■ What you need to do ■
Each entry must be copied exactly, without omission.

■ Material shown ■
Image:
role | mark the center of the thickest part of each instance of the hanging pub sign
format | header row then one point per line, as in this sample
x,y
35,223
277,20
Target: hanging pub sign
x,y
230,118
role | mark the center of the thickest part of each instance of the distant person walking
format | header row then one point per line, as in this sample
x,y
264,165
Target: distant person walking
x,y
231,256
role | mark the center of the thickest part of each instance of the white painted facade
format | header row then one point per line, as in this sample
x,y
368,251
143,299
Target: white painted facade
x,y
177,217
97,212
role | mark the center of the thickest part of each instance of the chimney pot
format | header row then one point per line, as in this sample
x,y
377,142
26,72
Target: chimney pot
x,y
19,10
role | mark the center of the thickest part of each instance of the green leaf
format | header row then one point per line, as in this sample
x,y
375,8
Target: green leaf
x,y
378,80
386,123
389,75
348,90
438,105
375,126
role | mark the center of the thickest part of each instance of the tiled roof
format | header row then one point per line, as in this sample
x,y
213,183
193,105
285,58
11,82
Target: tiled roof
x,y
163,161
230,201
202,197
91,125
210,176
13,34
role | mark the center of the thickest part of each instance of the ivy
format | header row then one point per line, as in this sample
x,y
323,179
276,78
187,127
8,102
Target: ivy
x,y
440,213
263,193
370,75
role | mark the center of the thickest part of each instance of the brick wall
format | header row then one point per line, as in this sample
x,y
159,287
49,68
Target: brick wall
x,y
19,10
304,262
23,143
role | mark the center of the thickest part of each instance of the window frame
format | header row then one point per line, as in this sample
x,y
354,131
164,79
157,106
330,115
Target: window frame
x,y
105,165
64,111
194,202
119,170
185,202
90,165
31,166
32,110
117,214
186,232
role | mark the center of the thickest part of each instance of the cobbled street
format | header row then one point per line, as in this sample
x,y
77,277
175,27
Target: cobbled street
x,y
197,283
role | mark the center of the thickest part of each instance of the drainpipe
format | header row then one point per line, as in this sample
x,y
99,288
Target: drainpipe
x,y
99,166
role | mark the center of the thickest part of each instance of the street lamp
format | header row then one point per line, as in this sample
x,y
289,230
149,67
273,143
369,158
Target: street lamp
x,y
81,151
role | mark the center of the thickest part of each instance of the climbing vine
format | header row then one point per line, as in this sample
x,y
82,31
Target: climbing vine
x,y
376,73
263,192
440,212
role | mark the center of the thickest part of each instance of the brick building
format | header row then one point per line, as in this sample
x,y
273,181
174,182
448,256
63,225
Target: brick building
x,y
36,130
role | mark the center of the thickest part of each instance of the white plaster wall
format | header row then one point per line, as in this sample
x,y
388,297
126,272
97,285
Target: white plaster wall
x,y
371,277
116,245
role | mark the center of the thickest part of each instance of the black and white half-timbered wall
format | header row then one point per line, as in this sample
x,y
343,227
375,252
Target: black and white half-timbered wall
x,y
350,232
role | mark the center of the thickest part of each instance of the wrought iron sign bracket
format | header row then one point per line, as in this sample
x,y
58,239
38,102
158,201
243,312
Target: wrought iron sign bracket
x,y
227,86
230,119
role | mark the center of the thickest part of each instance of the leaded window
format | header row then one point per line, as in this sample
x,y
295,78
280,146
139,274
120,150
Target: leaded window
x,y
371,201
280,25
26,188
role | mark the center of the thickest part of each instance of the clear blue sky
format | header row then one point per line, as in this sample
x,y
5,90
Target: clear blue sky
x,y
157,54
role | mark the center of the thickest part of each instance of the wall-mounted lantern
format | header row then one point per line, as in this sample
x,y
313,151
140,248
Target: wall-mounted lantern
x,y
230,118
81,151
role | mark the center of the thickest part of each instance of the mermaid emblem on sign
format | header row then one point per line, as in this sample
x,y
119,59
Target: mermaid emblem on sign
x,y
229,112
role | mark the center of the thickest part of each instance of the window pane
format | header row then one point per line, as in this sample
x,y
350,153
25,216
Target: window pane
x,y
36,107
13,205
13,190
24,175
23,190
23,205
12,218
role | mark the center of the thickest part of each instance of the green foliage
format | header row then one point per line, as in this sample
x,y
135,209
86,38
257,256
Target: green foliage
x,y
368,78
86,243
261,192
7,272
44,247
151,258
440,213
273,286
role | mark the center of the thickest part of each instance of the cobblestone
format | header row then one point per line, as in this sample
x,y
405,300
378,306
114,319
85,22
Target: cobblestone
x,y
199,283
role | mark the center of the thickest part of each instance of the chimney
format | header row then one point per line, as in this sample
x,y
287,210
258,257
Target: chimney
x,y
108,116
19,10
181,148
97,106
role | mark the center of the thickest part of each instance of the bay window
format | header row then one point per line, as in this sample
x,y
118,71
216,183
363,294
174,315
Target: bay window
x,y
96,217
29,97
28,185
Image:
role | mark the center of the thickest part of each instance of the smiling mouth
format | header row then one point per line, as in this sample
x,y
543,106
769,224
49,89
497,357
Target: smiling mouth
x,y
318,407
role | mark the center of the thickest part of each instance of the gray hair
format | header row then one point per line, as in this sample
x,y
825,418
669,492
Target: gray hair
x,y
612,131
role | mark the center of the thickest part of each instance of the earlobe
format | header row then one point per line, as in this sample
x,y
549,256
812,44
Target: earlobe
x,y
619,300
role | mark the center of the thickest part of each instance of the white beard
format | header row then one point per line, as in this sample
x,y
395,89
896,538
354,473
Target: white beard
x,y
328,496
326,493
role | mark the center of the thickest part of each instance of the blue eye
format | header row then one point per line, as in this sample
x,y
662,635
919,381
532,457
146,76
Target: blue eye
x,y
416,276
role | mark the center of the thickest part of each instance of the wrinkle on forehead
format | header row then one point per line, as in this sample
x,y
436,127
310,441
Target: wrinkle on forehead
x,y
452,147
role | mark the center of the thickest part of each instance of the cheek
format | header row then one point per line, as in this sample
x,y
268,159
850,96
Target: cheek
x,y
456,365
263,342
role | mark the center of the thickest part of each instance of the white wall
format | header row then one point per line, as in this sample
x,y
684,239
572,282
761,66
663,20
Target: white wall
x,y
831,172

■ Solved problem ■
Image:
role | mark the center of the thickest part of each instance of the hanging pub sign
format | header row then one point per line, as in this sample
x,y
35,223
277,20
Target: hanging pub sign
x,y
230,118
role | mark the center of the thickest part of each instance of the distant person walking
format | header row then one point per line, as in this sample
x,y
264,165
Target: distant person walking
x,y
231,256
role | mark the center of the thickest part of each instance of the white painted facade
format | header row then one point per line, as in this sample
x,y
368,251
143,299
Target: white painted facade
x,y
177,217
97,212
role | mark the center of the thickest part of each instance of the chimney pot
format | header row then one point per line, as in this sample
x,y
377,142
26,72
Target: chimney pot
x,y
19,10
role | mark the center of the thickest part of each instance of the green leaf
format | header row then one point per line, as in this sample
x,y
375,8
Target: green leaf
x,y
378,80
386,123
389,75
348,90
438,105
375,126
role | mark the center of the thickest part of each instance of the tiled roof
format | header row then one point per line, as in this sample
x,y
213,183
193,105
285,58
11,82
Target: tiled roof
x,y
163,161
230,201
202,197
91,125
210,176
13,34
role | mark the center of the thickest part of each instance of the ivy
format | header row then one point per line, as in this sample
x,y
323,179
276,78
187,127
8,102
Target: ivy
x,y
440,213
263,193
370,75
role | mark the center of the thickest part of each instance of the brick wall
format | header row then one point per line, as in this sample
x,y
159,287
49,68
Target: brick wall
x,y
19,10
304,262
23,143
role | mark the center of the thickest part of each instance of the window frame
format | header row then one point per line, as in this sample
x,y
354,131
164,79
157,106
330,115
Target: window frame
x,y
105,165
64,111
194,202
119,170
185,202
90,165
31,166
32,110
117,214
186,232
role | mark the center of the thickest part of each instance of the cobbled street
format | header row then one point per line, as in this sample
x,y
77,277
175,27
Target: cobbled street
x,y
197,283
role | mark the center of the thickest part of each instance of the drainpipe
format | header row then one point per line, as in this sample
x,y
99,288
Target: drainpipe
x,y
99,166
role | mark the center of the thickest part of each instance of the street lamp
format | header row then one point per line, as in this sample
x,y
289,230
149,67
273,143
369,158
Target: street lamp
x,y
81,151
role | mark the center of the thickest part of each instance of the climbing vine
format | header row then one point per line, as in this sample
x,y
82,31
Target: climbing vine
x,y
376,73
263,192
440,212
role | mark the center of the thickest part of each instance of the brick building
format | header row then one point per line, as in this sample
x,y
273,181
174,182
448,256
63,225
Target: brick building
x,y
36,130
role | mark the center of the thickest part of each instance of the white plaster wall
format | header row then one point per line, as in this sample
x,y
388,297
126,272
97,285
Target: white plaster wall
x,y
371,277
116,245
role | mark the center of the thickest part of each instance of the black and white half-timbered wall
format | header row then one point per line, as in this sample
x,y
343,227
375,252
Target: black and white half-timbered wall
x,y
350,232
role | mark the center of the thickest part of each instance of the wrought iron sign bracket
format | header row then one point per line, as in this sample
x,y
58,239
38,102
158,201
243,312
Target: wrought iron sign bracket
x,y
227,86
230,119
role | mark the center of the thickest part of each instance of the leaded window
format | header row then one point per line, as in this sample
x,y
295,78
280,146
139,274
120,150
Target: leaded window
x,y
371,201
280,25
26,188
role | mark the center of the thickest part of each instance of the clear blue sky
format | header row then one point per line, as in this sample
x,y
5,90
Target: clear blue sky
x,y
157,54
role | mark the center of the thickest part of each instance of the wall-mounted lantern
format | header row then one point per line, as in this sample
x,y
313,151
140,248
Target: wall-mounted lantern
x,y
230,118
81,151
role | mark the center of the thickest part of each instance of the mermaid emblem on sign
format | header row then one point per line, as in this sample
x,y
119,59
Target: mermaid emblem on sign
x,y
229,112
role | mark the center of the thickest part of each instance of the window pane
format | header row then one point per line, as in this sample
x,y
350,153
25,216
Target: window pane
x,y
36,107
13,205
13,190
24,175
23,190
23,205
12,218
role | mark the center of the thickest part of each instance of the green foliage
format | header row then one point per line, as in this sample
x,y
135,209
86,38
257,256
Target: green foliage
x,y
368,78
86,243
261,192
7,272
44,247
151,258
440,213
273,286
role | mark the center of the thickest part of each instance of the cobblestone
format | header row then one point per line, as in this sample
x,y
405,300
378,306
114,319
85,22
Target: cobblestone
x,y
199,283
role | mark the center of the thickest part of each instance of the chimney
format | header row then one point per line, as in this sample
x,y
287,210
258,257
Target: chimney
x,y
108,116
19,10
181,148
97,106
role | mark the center of the thickest part of each instance of the bay window
format | header row then one point per line, as in this sample
x,y
118,71
216,183
363,294
174,315
Target: bay window
x,y
96,217
29,97
28,185
Image:
role | mark the center of the thickest part of each instance of the smiling mouth
format | header row then one point per line, as in this sample
x,y
543,106
769,224
49,89
497,357
Target: smiling mouth
x,y
318,407
role | mark the center of the thickest part of each instance of the gray hair
format | header row then one point per line, as in this sample
x,y
825,418
669,492
Target: gray hair
x,y
612,131
role | mark the center of the thickest part of each instance of the earlobe
format | header row then one point per line, as in this sample
x,y
549,256
812,44
Target: earlobe
x,y
619,300
role | mark the center of the thickest part of each instance of the white beard
format | header row then one point per line, as in this sample
x,y
395,89
896,538
354,473
Target: white beard
x,y
328,496
326,493
role | mark the center of the thickest part of each instance of the blue eye
format | header row then one point per line, as in this sample
x,y
662,635
919,381
532,457
146,76
Target: blue eye
x,y
416,276
role | mark the center of the thickest part of each instance of the wrinkle on forehead
format | header row then one point per line, as in this sample
x,y
436,127
310,441
Target: wrinkle on forehead
x,y
452,147
role | mark the center of the thickest part of each instance of the cheek
format | header row then one point per line, as in this sample
x,y
268,159
850,96
Target: cheek
x,y
456,365
263,342
role | mark the center of the thickest part of each instance of the white wall
format | header row then one point per line, as in this sample
x,y
684,239
572,282
761,66
663,20
Target: white wall
x,y
831,172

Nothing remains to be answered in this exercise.